— begin SOURCE PASSAGE —

4 year old program

PROGRAM GOALS

4 year old class

 

The Transition-to-Kindergarten (TK) class is designed to give children the gift of another year for growth and development before starting kindergarten. The class provides the children with an introduction to a structured school environment including specific tasks at centers, teacher table, journal writing, etc.The children are provided with large and small group instructions as
well as individual help during small group instruction. This class is ideal for children with summer birthdays, children recommended by previous teachers and children whose parents
feel the need to give their child an extra year to grow before beginning  kindergarten.

 

Philosophy

 

We are dedicated to the philosophy that young children grow in an orderly and sequential manner with predictable stages of development. We recognize that each child is unique and
accept each child at their current stage of development. It is our intention to nurture the
development of the whole child- physical, emotional, social, cognitive and spiritual.

 

The program provides each child with age appropriate experiences, which will encourage:

  • Self-esteem and positive self-image
  • Social interaction
  • Self-expression and communication skills
  • Creative expression
  • Large and small muscle development
  • Intellectual growth
  • Spiritual development

 

The program schedule is planned to provide a flexible balance of:

  • Active and quiet activities
  • Individual and group activities
  • Indoor and outdoor activities

 

Objectives

 

The state of Texas has developed prekindergarten Guidelines that offer detailed descriptions of expected behaviors across multiple skill domains that should be observed in 4 to 5 year old children by the end of their prekindergarten experience. The staff at Crossing Point uses these guidelines when developing our curriculum.

 

Our curriculum provides developmentally appropriate experiences for the learning needs of all children to help them have an effective and positive prekindergarten year.

 

The prekindergarten guidelines are divided into 10 skill domains, which have specific outcomes that the children strive to meet while at Crossing Point. Each child comes to our school with unique experiences and knowledge which influences their rate of learning. Therefore, some children will be at the beginning of the learning continuum while others will be further along. Crossing Point meets each child at their skill level and works with them on an individual basis.

— end SOURCE PASSAGE —

▶ _GOAL A_
In the program description, into how many skill domains are the Texas prekindergarten guidelines divided?
▶ _GOAL B_
Quote the program description word for word, everything from "Our curriculum provides" down to "positive prekindergarten year.".

— begin STORED DATA —

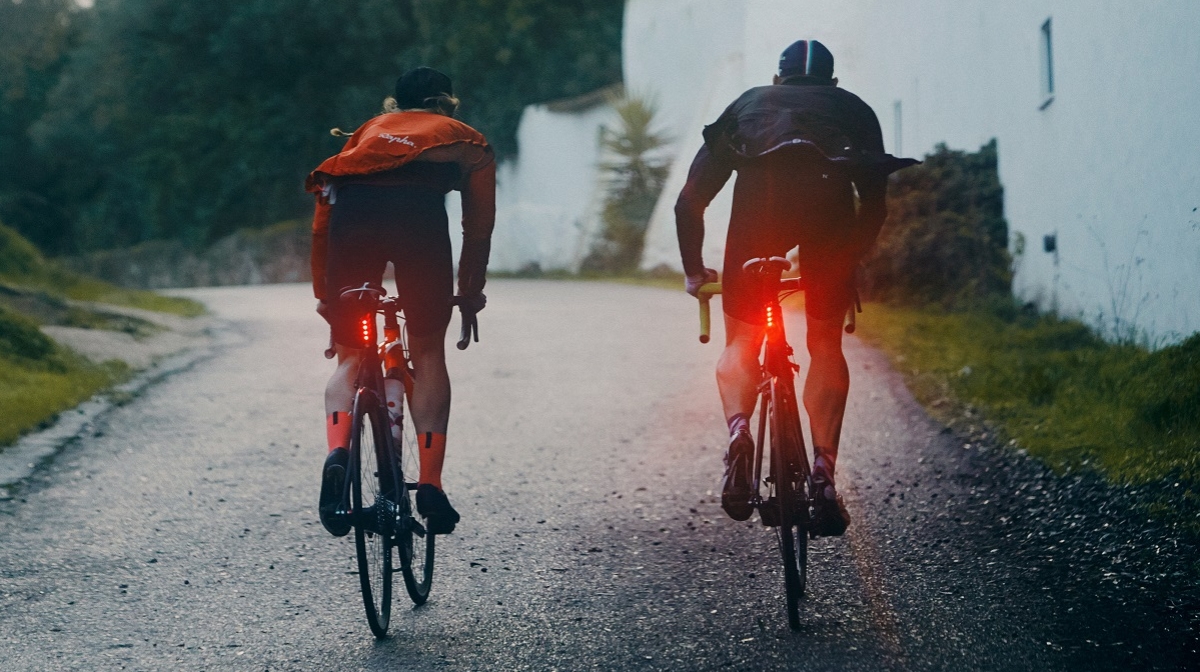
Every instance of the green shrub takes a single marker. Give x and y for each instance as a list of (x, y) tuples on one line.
[(18, 257), (946, 239), (635, 179), (21, 337)]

— end STORED DATA —

▶ _RIGHT ANSWER A_
10 skill domains.

▶ _RIGHT ANSWER B_
Our curriculum provides developmentally appropriate experiences for the learning needs of all children to help them have an effective and positive prekindergarten year.